— Excerpt provided —
* * * * * * * * *

Up from the slush
The book publishing industry today operates much as it did in the early 1900s, except the role of editor Maxwell Perkins usually is played by someone like Sarah Silverman. Agents and editors still want to see submitted work on paper, so one of the industry’s quaintest and most onerous remnants is the “slush pile” — the mound of unsolicited manuscripts that accumulates in depressing drifts in an agent or editor’s inbox. Somebody has to read them, usually an underpaid assistant fresh out of college, and write a rejection letter that creates the illusion that the writer’s precious work was read and thoroughly evaluated before being tossed aside like a plate of medieval table scraps.
True, once in a great while a story surfaces that gives hope to all. Publicists love to claim that some languishing manuscript was plucked from the slush, noticed and published to great acclaim, its lowly “Seabiscuit”-like pedigree stoking the dreams of writers everywhere. It does happen. The bad news: It probably won’t happen to you.
That said, “award-winning” author C.J. Lyons — her awards were for romance novels; her first medical suspense novel debuts in April — has some tips. She occasionally hosts an online workshop called “Break Free of the Slush Pile: Queries, Pitches and Hooks.” It’s a chance to learn from someone who got her first two contracts via the slush pile.

* * * * * * * * *

— Collected data —
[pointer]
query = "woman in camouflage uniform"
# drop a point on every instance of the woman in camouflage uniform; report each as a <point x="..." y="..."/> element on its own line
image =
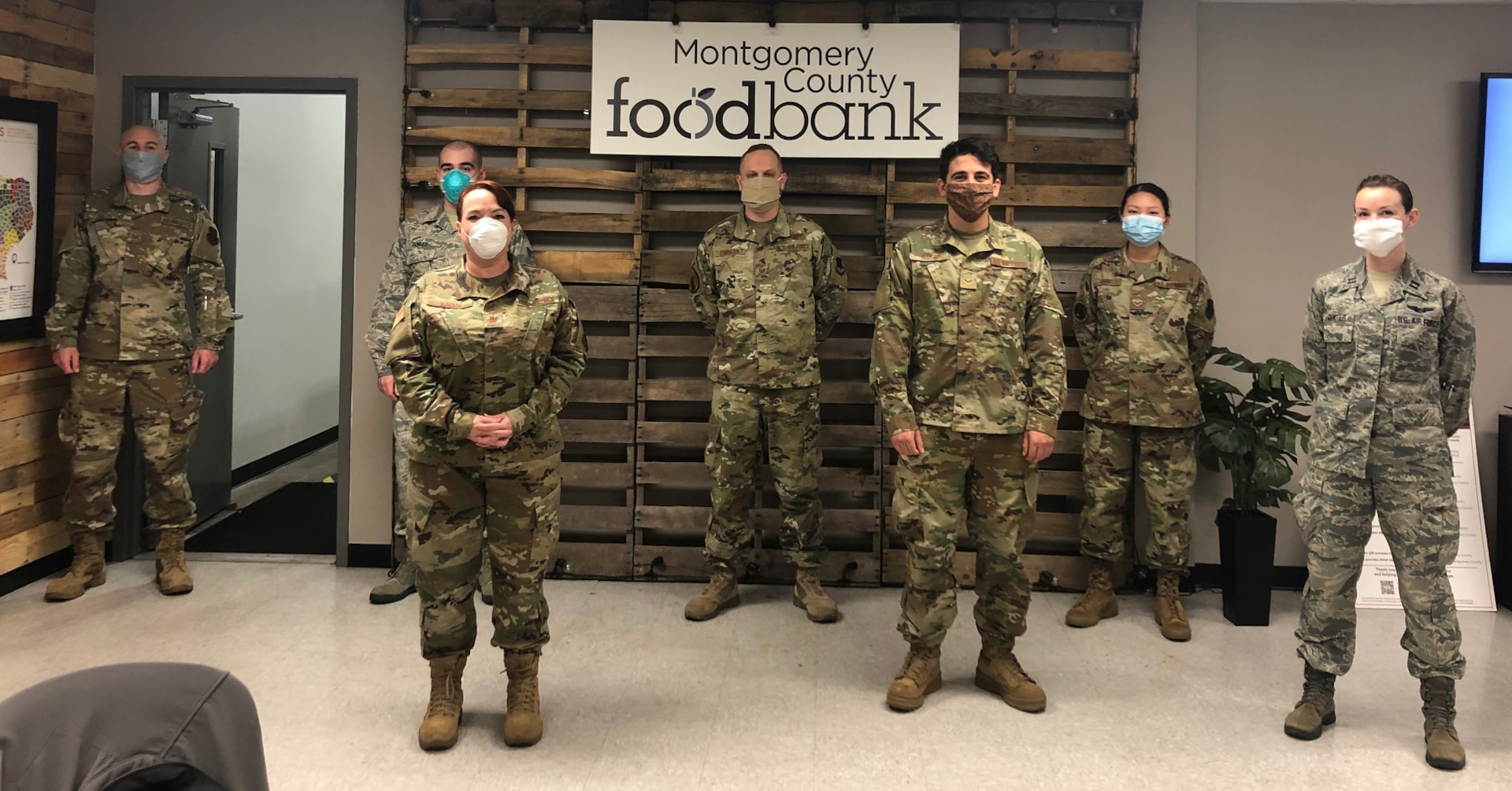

* * * * * * * * *

— Task requirements —
Please answer these from the article "Up from the slush":
(a) Who usually reads the manuscripts in the slush pile?
(b) For what kind of novels did C.J. Lyons win her awards?
(c) What is the name of the online workshop she occasionally hosts?

— Answer to this problem —
(a) An underpaid assistant fresh out of college.
(b) Romance novels.
(c) "Break Free of the Slush Pile: Queries, Pitches and Hooks."